In the page text on the Hastings battlefield survey, translate this sentence into Spanish: "The result of Dr Foard’s work found that the actual battle took place more than two miles from the site where it was traditionally thought to have been fought."

Page text ▸
--

Huddersfield University’s Dr Glenn Foard is facing the challenge of sorting the modern artefacts left behind by battle re-enactors from items left from 1066.

The first stage, likely to take place in spring 2015, would be to spend a week machining away the top layers of soil at a substantial area of the battlefield, in order to eliminate modern artefacts. Then there would be a search for genuine remains.

Archaeologists would carry out the actual survey, with parallel sessions for children and parents, which would provide insights into archaeology and the use of metal detectors.

“Now the challenge is on to find out what archaeology is there, before it suffers contamination from all the activities that are going on,” says Dr Foard.

“Whether there is archaeology under the ground to be confused by the re-enactment activities, we don’t know yet.”

One of Dr Foard’s battlefield coups was to detect the true location of the Battle of Bosworth, where Richard III was slain in 1485.

The result of Dr Foard’s work found that the actual battle took place more than two miles from the site where it was traditionally thought to have been fought.

However, as he collaborates with English Heritage to plan his investigation of Hastings, he is working on the assumption that the Battle of Hastings in 1066 was fought on its traditional site, even though there have been attempts to establish an alternative location.

“I have no reason to believe that any of the alternatives are likely. I will never say that they are impossible – not after my work on Bosworth – but all the evidence I saw when I looked at Bosworth suggested that it wasn’t fought on the traditional site. At Hastings, however, everything I have looked at tells me that the battle did take place on the generally accepted site.”

--

Data excerpts ▸
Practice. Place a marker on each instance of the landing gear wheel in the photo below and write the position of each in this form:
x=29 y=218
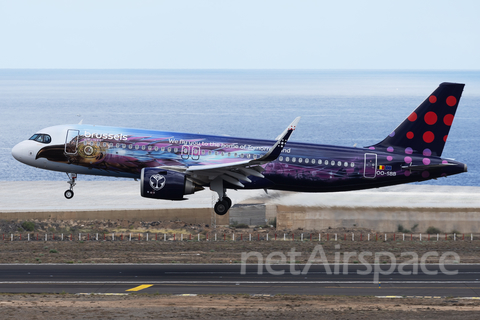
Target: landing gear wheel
x=221 y=207
x=69 y=194
x=228 y=201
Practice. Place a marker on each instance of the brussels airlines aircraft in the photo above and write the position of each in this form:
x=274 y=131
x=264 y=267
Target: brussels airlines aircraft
x=171 y=165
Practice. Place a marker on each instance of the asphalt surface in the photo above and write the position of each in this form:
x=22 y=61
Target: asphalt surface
x=221 y=279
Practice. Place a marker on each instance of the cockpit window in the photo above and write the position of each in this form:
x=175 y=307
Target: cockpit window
x=40 y=137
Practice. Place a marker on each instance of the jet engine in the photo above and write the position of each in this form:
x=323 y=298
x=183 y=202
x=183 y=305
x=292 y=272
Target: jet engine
x=158 y=183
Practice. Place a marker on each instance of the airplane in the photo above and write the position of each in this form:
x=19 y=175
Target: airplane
x=171 y=165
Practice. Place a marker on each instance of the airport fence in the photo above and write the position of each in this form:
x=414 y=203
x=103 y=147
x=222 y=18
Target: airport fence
x=303 y=237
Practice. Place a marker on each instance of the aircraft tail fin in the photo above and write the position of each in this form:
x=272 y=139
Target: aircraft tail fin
x=425 y=130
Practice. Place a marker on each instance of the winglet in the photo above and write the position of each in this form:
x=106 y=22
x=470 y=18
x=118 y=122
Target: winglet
x=292 y=127
x=282 y=139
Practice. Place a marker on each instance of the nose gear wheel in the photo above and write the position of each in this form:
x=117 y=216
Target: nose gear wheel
x=72 y=178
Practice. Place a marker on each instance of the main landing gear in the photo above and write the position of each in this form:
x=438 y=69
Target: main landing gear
x=72 y=177
x=224 y=203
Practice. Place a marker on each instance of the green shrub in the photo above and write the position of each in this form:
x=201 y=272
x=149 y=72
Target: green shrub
x=242 y=226
x=400 y=228
x=28 y=226
x=273 y=222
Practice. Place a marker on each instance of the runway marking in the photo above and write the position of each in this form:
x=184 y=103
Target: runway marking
x=143 y=286
x=426 y=297
x=102 y=294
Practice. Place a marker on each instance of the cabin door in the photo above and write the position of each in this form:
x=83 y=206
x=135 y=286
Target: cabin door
x=71 y=142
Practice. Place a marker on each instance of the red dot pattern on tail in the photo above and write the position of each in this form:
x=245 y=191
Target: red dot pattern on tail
x=448 y=119
x=430 y=118
x=412 y=117
x=451 y=101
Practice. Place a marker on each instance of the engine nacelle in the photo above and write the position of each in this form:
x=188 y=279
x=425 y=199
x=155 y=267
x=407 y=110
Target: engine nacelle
x=159 y=183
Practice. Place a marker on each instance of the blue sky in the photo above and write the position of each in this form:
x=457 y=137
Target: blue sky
x=240 y=34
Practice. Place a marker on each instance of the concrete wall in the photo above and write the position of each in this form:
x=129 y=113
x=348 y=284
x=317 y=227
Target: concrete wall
x=188 y=215
x=385 y=219
x=250 y=214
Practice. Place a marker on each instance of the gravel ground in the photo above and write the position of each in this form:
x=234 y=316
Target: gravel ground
x=125 y=251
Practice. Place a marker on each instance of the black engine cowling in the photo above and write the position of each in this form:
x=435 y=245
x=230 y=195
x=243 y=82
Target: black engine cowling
x=158 y=183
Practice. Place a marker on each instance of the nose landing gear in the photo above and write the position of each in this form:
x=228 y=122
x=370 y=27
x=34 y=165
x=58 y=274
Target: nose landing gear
x=224 y=203
x=69 y=193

--

Written reply ▸
El resultado del trabajo del Dr. Foard reveló que la batalla real tuvo lugar a más de dos millas del sitio donde tradicionalmente se creía que se había librado.